====== Lesetext
Nützt mir aber in dem Fall nichts (Promise Kontroller nicht nutzen), da dieser Onboard ist und die einzige Schnittstelle zu den Festplatten ist.

Also muss ich den nutzen.

Gibts nun einen tipp wie ich den Bootloader einbinden kann?  :Smile: 

----------

## Anarcho

 *Beforegod wrote:*   

>  *Anarcho wrote:*   Also wenn ich mir die Preise für so einen Controller angucke gehe ich davon aus das es sich eh um verstecktes Software-RAID handelt. Daher würde ich eine ganz normale Software-RAID installation machen und gut ist. Dabei ist es ja egal ob hda, hdb, hdu, etc. 
> 
> http://gentoo-wiki.com/HOWTO_Install_on_Software_RAID
> 
> Unter grub heisst die platte dann eh hd0.w 
> ...
============
====== Gegebene Datensätze
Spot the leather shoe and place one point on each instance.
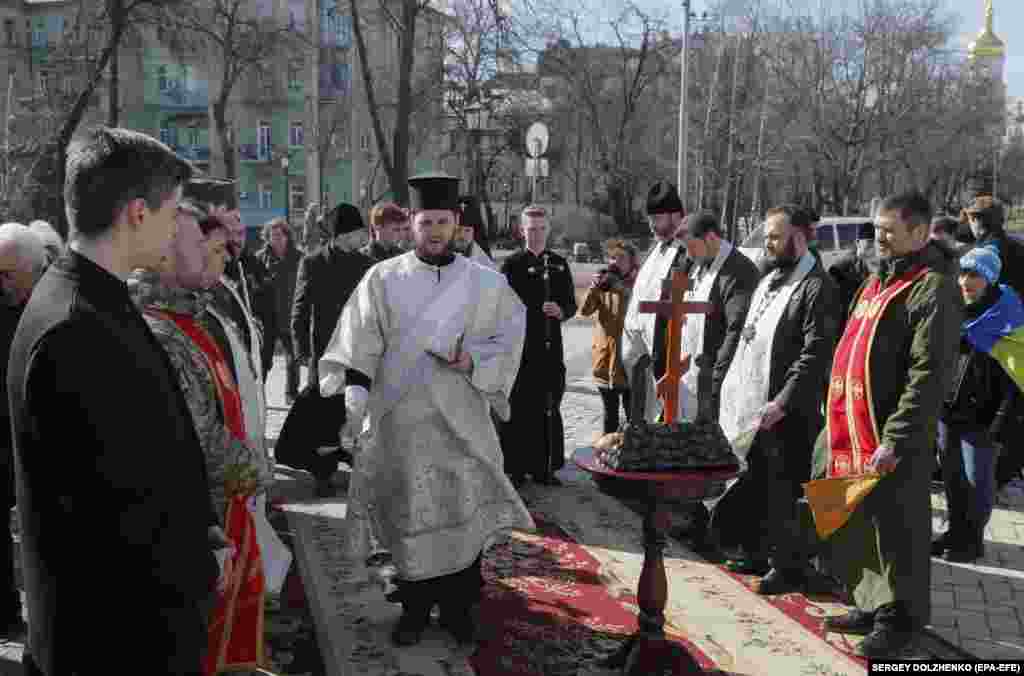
(325, 489)
(885, 641)
(940, 544)
(748, 566)
(780, 582)
(967, 554)
(855, 622)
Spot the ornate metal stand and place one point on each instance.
(648, 652)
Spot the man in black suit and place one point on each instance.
(117, 524)
(532, 440)
(23, 259)
(327, 278)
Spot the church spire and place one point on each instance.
(987, 44)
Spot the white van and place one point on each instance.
(836, 236)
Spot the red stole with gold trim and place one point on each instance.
(853, 431)
(236, 632)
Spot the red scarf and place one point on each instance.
(853, 431)
(236, 633)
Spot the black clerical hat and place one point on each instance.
(663, 199)
(470, 214)
(433, 192)
(344, 218)
(208, 192)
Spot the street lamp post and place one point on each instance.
(288, 188)
(682, 174)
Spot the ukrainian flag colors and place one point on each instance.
(999, 332)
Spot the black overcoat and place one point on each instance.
(112, 487)
(542, 372)
(327, 278)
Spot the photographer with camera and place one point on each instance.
(608, 297)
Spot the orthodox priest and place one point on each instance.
(532, 440)
(725, 278)
(644, 335)
(890, 375)
(428, 344)
(771, 396)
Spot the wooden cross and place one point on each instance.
(673, 306)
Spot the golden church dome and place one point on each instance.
(987, 44)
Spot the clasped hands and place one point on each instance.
(552, 309)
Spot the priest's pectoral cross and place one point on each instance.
(673, 306)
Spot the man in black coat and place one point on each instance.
(851, 270)
(280, 258)
(23, 259)
(121, 531)
(327, 278)
(775, 386)
(532, 440)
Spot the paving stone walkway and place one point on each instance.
(977, 607)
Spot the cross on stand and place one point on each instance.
(648, 651)
(673, 306)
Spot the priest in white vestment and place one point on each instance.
(724, 278)
(772, 396)
(428, 344)
(644, 335)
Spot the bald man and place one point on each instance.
(23, 259)
(51, 240)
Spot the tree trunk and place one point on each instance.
(114, 103)
(368, 83)
(223, 134)
(398, 175)
(45, 197)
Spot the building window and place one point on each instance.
(297, 198)
(295, 74)
(263, 140)
(296, 135)
(265, 196)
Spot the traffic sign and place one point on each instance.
(537, 139)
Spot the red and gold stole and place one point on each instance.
(236, 632)
(853, 431)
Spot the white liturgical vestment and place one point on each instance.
(430, 475)
(638, 329)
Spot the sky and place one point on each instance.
(970, 14)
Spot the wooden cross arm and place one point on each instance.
(668, 308)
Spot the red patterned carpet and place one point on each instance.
(547, 611)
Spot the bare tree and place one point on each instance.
(620, 91)
(240, 40)
(401, 18)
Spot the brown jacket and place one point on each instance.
(606, 353)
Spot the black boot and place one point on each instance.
(892, 634)
(412, 624)
(855, 622)
(780, 581)
(458, 620)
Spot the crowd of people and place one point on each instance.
(137, 354)
(878, 366)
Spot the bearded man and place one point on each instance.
(771, 397)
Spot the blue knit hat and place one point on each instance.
(983, 261)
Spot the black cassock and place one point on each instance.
(531, 442)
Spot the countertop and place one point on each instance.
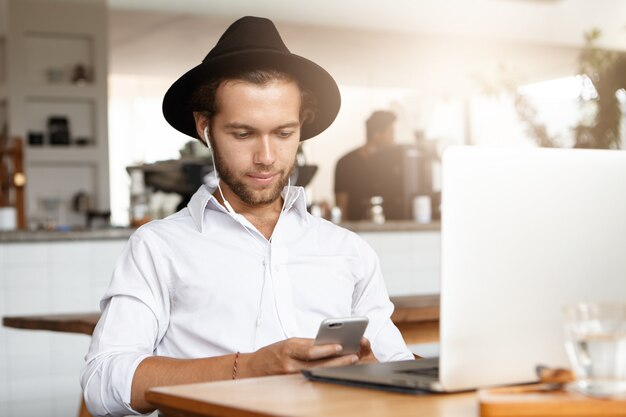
(124, 233)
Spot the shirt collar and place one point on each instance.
(296, 200)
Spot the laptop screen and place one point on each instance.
(524, 231)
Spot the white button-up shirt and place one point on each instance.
(204, 283)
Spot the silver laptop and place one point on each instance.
(524, 231)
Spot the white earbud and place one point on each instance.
(206, 137)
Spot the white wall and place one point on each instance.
(39, 370)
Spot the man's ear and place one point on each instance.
(202, 122)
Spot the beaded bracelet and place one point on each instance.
(235, 365)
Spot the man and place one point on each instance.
(355, 173)
(236, 284)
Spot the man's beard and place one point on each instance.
(241, 190)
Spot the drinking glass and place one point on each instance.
(595, 341)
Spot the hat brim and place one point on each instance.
(176, 103)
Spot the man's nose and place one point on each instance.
(265, 153)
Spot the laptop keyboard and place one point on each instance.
(432, 371)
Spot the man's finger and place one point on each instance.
(331, 362)
(316, 352)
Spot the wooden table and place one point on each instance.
(417, 317)
(69, 323)
(294, 396)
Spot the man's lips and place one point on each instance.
(263, 177)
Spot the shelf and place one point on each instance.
(54, 56)
(61, 91)
(62, 154)
(80, 115)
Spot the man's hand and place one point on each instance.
(365, 353)
(293, 355)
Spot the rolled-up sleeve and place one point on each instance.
(370, 299)
(135, 314)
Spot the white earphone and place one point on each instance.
(206, 137)
(229, 208)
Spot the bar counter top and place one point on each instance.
(18, 236)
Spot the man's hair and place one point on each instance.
(378, 122)
(204, 98)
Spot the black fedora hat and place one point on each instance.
(252, 43)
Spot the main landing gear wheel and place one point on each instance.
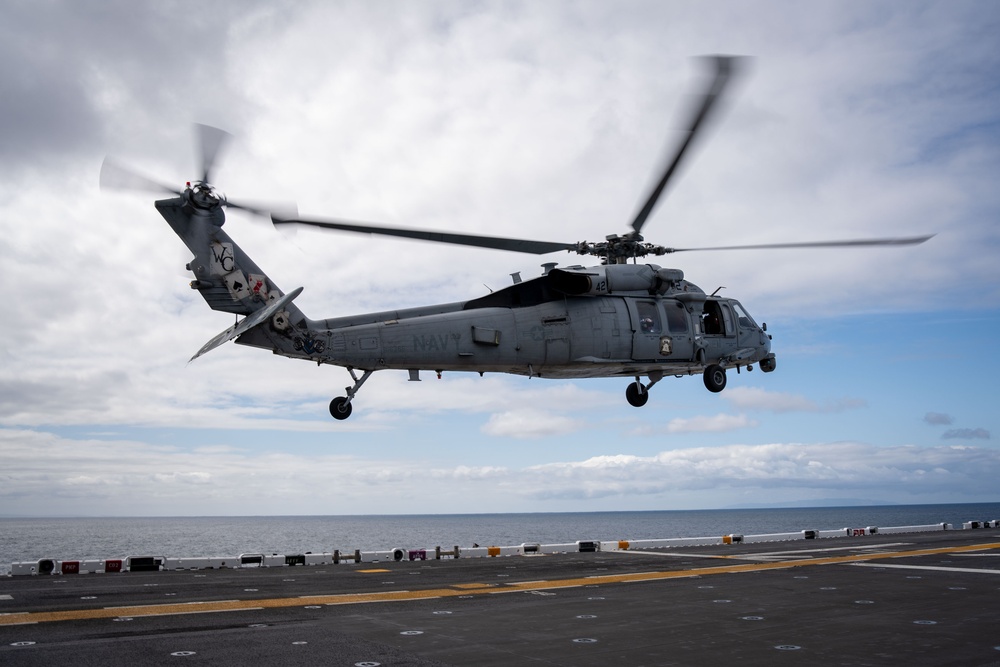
(715, 378)
(340, 408)
(636, 394)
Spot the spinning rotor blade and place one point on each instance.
(210, 142)
(118, 177)
(498, 243)
(724, 68)
(853, 243)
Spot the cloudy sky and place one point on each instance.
(541, 120)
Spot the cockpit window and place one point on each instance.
(649, 317)
(743, 317)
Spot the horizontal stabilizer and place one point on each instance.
(247, 323)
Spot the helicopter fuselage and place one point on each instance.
(629, 320)
(531, 329)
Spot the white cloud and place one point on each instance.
(720, 423)
(530, 423)
(757, 398)
(48, 474)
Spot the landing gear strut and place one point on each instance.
(715, 378)
(340, 407)
(637, 393)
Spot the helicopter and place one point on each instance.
(620, 318)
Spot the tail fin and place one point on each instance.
(225, 276)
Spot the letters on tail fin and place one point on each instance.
(231, 282)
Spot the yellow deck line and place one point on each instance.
(454, 590)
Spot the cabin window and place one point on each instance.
(713, 323)
(743, 317)
(649, 317)
(676, 316)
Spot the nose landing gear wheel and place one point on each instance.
(636, 394)
(715, 378)
(340, 408)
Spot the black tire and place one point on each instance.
(340, 408)
(715, 378)
(636, 395)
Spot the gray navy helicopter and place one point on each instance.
(621, 318)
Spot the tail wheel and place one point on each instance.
(340, 408)
(636, 394)
(715, 378)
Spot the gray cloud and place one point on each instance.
(966, 434)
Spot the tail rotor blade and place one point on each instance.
(210, 142)
(725, 66)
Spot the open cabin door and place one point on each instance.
(661, 330)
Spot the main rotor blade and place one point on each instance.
(210, 142)
(724, 68)
(495, 242)
(853, 243)
(115, 176)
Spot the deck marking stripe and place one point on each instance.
(936, 568)
(454, 591)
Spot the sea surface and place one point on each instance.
(98, 538)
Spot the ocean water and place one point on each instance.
(96, 538)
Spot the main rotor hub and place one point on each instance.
(203, 196)
(619, 249)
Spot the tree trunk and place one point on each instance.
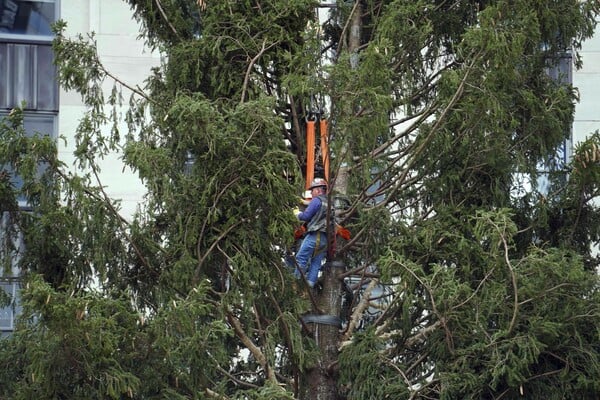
(321, 382)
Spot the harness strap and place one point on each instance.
(318, 249)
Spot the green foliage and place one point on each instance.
(436, 118)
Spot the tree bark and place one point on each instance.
(321, 381)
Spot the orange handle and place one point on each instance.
(324, 147)
(310, 152)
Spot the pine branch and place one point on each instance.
(255, 350)
(358, 311)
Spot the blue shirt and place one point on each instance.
(313, 207)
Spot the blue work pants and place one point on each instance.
(310, 256)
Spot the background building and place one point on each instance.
(27, 74)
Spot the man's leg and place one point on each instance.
(304, 254)
(316, 260)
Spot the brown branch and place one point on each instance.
(254, 349)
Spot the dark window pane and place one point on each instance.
(47, 90)
(27, 17)
(22, 74)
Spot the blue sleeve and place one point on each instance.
(311, 210)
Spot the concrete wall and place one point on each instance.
(587, 80)
(127, 58)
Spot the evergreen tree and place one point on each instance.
(461, 279)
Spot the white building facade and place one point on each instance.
(27, 74)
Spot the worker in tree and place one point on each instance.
(314, 245)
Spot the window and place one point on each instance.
(27, 74)
(27, 17)
(9, 305)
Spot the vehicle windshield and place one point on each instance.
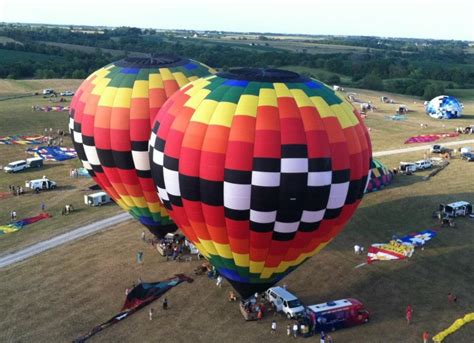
(294, 303)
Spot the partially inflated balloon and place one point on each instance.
(444, 107)
(260, 169)
(110, 122)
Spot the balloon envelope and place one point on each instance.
(110, 123)
(444, 107)
(260, 169)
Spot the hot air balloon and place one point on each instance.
(110, 123)
(380, 176)
(260, 169)
(444, 107)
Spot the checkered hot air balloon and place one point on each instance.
(110, 123)
(444, 107)
(260, 168)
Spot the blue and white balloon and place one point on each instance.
(444, 107)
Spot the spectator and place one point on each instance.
(219, 281)
(273, 327)
(139, 256)
(409, 313)
(425, 336)
(452, 298)
(295, 329)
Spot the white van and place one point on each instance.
(40, 184)
(423, 164)
(97, 199)
(407, 167)
(285, 301)
(455, 209)
(16, 166)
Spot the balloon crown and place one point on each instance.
(263, 75)
(153, 61)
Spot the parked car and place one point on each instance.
(456, 209)
(423, 164)
(48, 91)
(97, 199)
(40, 184)
(34, 162)
(437, 149)
(339, 314)
(408, 167)
(468, 157)
(285, 301)
(15, 166)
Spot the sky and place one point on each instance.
(453, 19)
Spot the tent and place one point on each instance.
(380, 176)
(53, 153)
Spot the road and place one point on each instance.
(73, 235)
(109, 223)
(419, 148)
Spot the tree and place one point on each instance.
(433, 90)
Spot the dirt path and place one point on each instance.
(419, 147)
(51, 243)
(109, 223)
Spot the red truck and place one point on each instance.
(338, 314)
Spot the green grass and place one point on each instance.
(467, 94)
(17, 118)
(63, 293)
(9, 56)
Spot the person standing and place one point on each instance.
(409, 314)
(425, 336)
(219, 281)
(295, 329)
(273, 327)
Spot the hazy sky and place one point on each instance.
(448, 19)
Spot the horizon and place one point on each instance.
(383, 18)
(63, 25)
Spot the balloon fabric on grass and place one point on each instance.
(444, 107)
(380, 176)
(260, 168)
(110, 123)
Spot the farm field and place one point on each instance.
(82, 284)
(71, 191)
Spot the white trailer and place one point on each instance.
(97, 199)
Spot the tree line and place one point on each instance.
(401, 66)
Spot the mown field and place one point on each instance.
(63, 293)
(7, 56)
(17, 117)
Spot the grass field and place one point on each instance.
(17, 117)
(63, 293)
(7, 56)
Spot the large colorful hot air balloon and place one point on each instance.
(260, 168)
(110, 123)
(444, 107)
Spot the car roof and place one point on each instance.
(280, 291)
(332, 305)
(458, 203)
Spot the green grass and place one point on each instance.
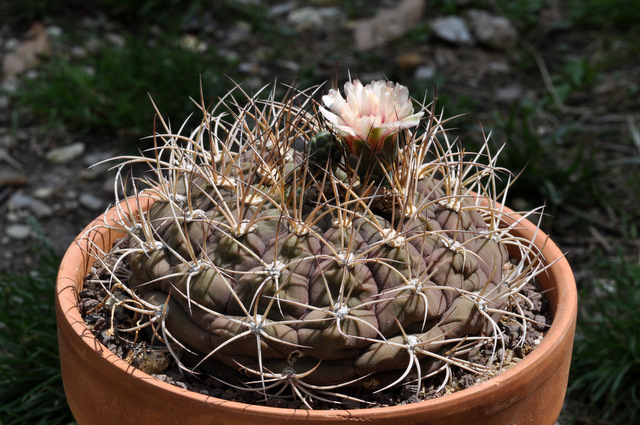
(106, 92)
(30, 381)
(605, 372)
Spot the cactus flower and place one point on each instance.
(370, 115)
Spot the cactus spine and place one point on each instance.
(288, 255)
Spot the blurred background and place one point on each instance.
(557, 82)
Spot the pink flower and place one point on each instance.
(371, 114)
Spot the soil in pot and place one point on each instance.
(109, 325)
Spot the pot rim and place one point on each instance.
(564, 310)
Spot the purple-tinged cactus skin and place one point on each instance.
(281, 255)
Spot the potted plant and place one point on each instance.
(328, 262)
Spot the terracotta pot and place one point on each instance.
(103, 389)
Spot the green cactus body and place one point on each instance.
(294, 269)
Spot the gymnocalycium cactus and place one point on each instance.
(298, 248)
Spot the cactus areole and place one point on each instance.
(304, 249)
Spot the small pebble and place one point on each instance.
(65, 153)
(18, 231)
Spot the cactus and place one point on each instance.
(299, 249)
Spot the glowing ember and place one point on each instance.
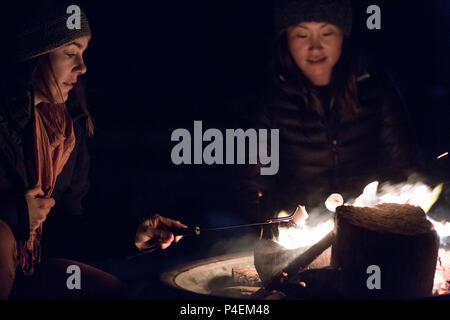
(333, 201)
(303, 235)
(417, 194)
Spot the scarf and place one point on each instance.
(54, 140)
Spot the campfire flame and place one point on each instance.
(417, 194)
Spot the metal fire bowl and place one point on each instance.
(212, 277)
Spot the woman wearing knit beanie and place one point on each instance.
(44, 165)
(342, 122)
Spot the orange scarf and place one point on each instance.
(54, 140)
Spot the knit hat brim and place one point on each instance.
(49, 33)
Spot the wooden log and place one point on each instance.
(396, 238)
(273, 262)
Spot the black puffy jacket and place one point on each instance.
(68, 231)
(320, 155)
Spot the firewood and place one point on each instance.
(273, 262)
(396, 238)
(246, 277)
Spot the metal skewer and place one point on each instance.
(196, 230)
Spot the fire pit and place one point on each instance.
(397, 235)
(213, 277)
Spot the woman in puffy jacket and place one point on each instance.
(342, 122)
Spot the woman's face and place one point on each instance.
(316, 48)
(67, 64)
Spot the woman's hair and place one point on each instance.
(42, 76)
(293, 82)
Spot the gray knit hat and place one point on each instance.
(293, 12)
(47, 31)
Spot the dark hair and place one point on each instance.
(292, 81)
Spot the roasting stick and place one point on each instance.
(196, 230)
============
Schriftliche Aufgabe A: Nenne alle Festplattenbezeichnungen, die der Forenbeitrag über Software-RAID in der Aufzählung nach „Dabei ist es ja egal ob“ aufführt.
Schriftliche Aufgabe B: Führe den Forenbeitrag über Software-RAID und den Bootloader dort weiter, wo er aufhört.

Erwartete Antwort A: hda, hdb, hdu

Erwartete Antwort B:
Am besten im "BIOS" vom Promise das RAID löschen und dann nach der oben von mir verlinkten Anleitung gehen und ein Software-RAID einsetzen. Dann sollte es aber gehen. Ob der grafische Installer das kann, keine Ahnung.

----------

## Anarcho

 *Beforegod wrote:*   

> Nützt mir aber in dem Fall nichts (Promise Kontroller nicht nutzen), da dieser Onboard ist und die einzige Schnittstelle zu den Festplatten ist.
> 
> Also muss ich den nutzen.
> 
> Gibts nun einen tipp wie ich den Bootloader einbinden kann?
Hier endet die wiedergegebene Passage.